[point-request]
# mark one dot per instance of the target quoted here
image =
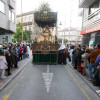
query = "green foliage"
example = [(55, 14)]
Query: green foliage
[(18, 35), (44, 6), (60, 40)]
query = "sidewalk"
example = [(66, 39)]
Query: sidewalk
[(85, 78), (15, 72)]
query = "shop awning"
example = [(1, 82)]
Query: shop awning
[(90, 30), (43, 19)]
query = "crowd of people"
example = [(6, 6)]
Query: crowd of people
[(10, 55), (85, 59)]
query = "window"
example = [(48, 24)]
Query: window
[(2, 7), (11, 16), (30, 18), (25, 28), (94, 7), (30, 28)]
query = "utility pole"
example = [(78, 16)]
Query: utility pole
[(22, 19), (70, 18)]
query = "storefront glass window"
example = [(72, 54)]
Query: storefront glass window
[(2, 7), (94, 7), (92, 39)]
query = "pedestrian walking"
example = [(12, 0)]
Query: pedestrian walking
[(3, 65)]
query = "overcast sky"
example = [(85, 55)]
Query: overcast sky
[(66, 9)]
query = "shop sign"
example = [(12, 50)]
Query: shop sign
[(90, 30)]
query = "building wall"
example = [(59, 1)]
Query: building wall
[(73, 37), (91, 18), (7, 21), (33, 28)]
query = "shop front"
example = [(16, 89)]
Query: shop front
[(91, 36)]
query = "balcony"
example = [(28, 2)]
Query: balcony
[(27, 23), (11, 4), (80, 12), (11, 26), (85, 3)]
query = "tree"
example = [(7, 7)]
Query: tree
[(18, 35), (44, 6), (60, 40)]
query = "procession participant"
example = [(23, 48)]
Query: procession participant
[(93, 55), (62, 54), (3, 65)]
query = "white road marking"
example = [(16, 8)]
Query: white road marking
[(47, 78), (98, 91)]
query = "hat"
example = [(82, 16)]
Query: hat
[(62, 46)]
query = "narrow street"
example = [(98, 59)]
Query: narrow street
[(48, 82)]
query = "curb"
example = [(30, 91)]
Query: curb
[(94, 89), (13, 76)]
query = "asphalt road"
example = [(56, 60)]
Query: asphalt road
[(48, 82)]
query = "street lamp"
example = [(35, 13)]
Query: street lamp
[(22, 20)]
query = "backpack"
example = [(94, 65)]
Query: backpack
[(97, 60), (75, 55)]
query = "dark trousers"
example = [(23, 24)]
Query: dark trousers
[(96, 77), (9, 67), (76, 62), (20, 56)]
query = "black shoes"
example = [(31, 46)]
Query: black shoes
[(96, 84), (9, 74)]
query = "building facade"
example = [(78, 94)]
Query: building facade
[(72, 35), (29, 24), (90, 21), (7, 20)]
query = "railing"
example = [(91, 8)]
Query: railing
[(11, 4)]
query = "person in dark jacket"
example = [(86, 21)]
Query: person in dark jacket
[(8, 58)]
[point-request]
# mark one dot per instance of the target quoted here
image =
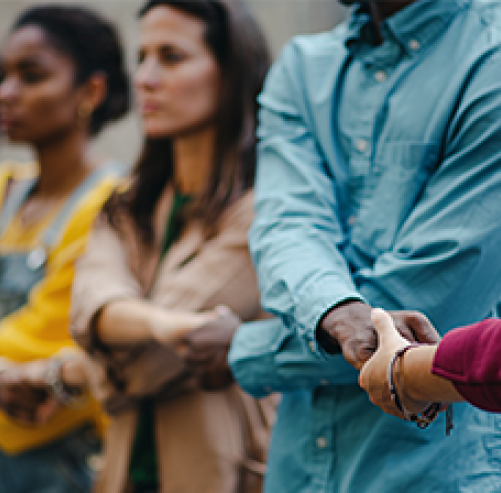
····················
What you are asked to do: Rewrite all the entries above as a Markdown table with the columns Row and Line, giving each nonblank line its own numbered row and leaving out the pictures.

Response for this exercise:
| Row | Line |
|---|---|
| 1 | [point-request] |
| 2 | # mark one dot per instance of the target quoted here |
| 3 | image = |
| 4 | query = "green foliage" |
| 5 | example = [(55, 14)] |
| 6 | Query: green foliage |
| 7 | [(18, 35), (44, 6), (60, 40)] |
| 8 | query = "sidewalk" |
| 9 | example = [(66, 39)] |
| 10 | Query: sidewalk |
| 11 | [(85, 78), (15, 72)] |
| 12 | query = "shop awning" |
| 13 | example = [(1, 82)] |
| 14 | Query: shop awning |
| 15 | [(90, 30), (43, 19)] |
| 16 | query = "crowd of people" |
| 17 | example = [(6, 6)] |
| 18 | Query: crowd of people |
| 19 | [(10, 55), (85, 59)] |
| 20 | query = "window" |
| 21 | example = [(48, 24)] |
| 22 | Query: window |
| 23 | [(2, 7), (11, 16), (30, 18), (25, 28), (94, 7), (30, 28)] |
| 24 | query = "utility pole" |
| 25 | example = [(78, 16)] |
| 26 | Query: utility pole |
| 27 | [(22, 19), (70, 18)] |
| 28 | query = "storefront glass window" |
| 29 | example = [(72, 54)] |
| 30 | Query: storefront glass window |
| 31 | [(2, 7), (94, 7), (92, 39)] |
| 32 | query = "pedestrian walking" |
| 33 | example = [(12, 0)] |
| 34 | Query: pedestrian walking |
| 35 | [(3, 65)] |
| 36 | query = "overcast sky" |
| 37 | example = [(85, 55)] |
| 38 | Query: overcast sky |
| 39 | [(66, 9)] |
| 40 | query = "shop sign" |
| 41 | example = [(12, 50)] |
| 42 | Query: shop sign |
| 43 | [(90, 30)] |
| 44 | query = "building wall" |
| 45 | example = [(59, 1)] |
| 46 | Query: building wall |
| 47 | [(73, 37), (91, 18), (7, 21), (33, 28)] |
| 48 | query = "shop front" |
| 49 | example = [(16, 89)] |
| 50 | Query: shop front |
| 51 | [(91, 36)] |
| 52 | query = "balcony" |
| 53 | example = [(28, 2)] |
| 54 | Query: balcony |
| 55 | [(27, 23), (11, 4), (80, 12), (11, 26), (85, 3)] |
| 56 | query = "tree" |
| 57 | example = [(7, 7)] |
| 58 | Query: tree |
| 59 | [(18, 35), (44, 6), (60, 40)] |
| 60 | query = "procession participant" |
| 61 | example = [(23, 48)] |
| 62 | Query: procession participant |
| 63 | [(93, 55), (62, 54), (3, 65)] |
| 64 | query = "white road marking" |
| 65 | example = [(16, 8)] |
| 66 | Query: white road marking |
| 67 | [(47, 78), (98, 91)] |
| 68 | query = "hat" |
| 69 | example = [(82, 16)] |
| 70 | Query: hat |
| 71 | [(62, 46)] |
| 72 | query = "narrow street" |
| 73 | example = [(98, 59)] |
| 74 | Query: narrow street |
| 75 | [(48, 82)] |
| 76 | query = "curb" |
| 77 | example = [(30, 91)] |
| 78 | Query: curb |
| 79 | [(94, 89), (13, 76)] |
| 80 | query = "asphalt road" |
| 81 | example = [(56, 60)] |
| 82 | Query: asphalt road |
| 83 | [(48, 82)] |
| 84 | query = "street lamp" |
| 85 | example = [(35, 13)] |
| 86 | Query: street lamp |
| 87 | [(22, 20)] |
| 88 | query = "backpack" |
| 89 | example = [(94, 65)] |
| 90 | Query: backpack |
| 91 | [(97, 60), (75, 55)] |
| 92 | query = "dark trousers" |
| 93 | example = [(23, 24)] |
| 94 | Query: dark trousers |
| 95 | [(96, 77), (9, 67), (76, 62), (20, 56)] |
| 96 | query = "black shoes" |
| 97 | example = [(31, 46)] |
| 98 | Query: black shoes |
| 99 | [(96, 84), (9, 74)] |
| 100 | query = "building facade" |
| 101 | example = [(78, 94)] |
| 102 | Query: building facade |
| 103 | [(72, 35), (29, 24), (90, 21), (7, 20)] |
| 104 | query = "railing" |
| 105 | example = [(91, 8)] |
| 106 | Query: railing |
| 107 | [(11, 4)] |
| 108 | query = "person in dark jacket" |
| 109 | example = [(86, 21)] |
| 110 | Query: person in dark jacket |
| 111 | [(8, 58)] |
| 112 | [point-request] |
| 113 | # mark one dot per instance of the target quoted here |
| 114 | image = |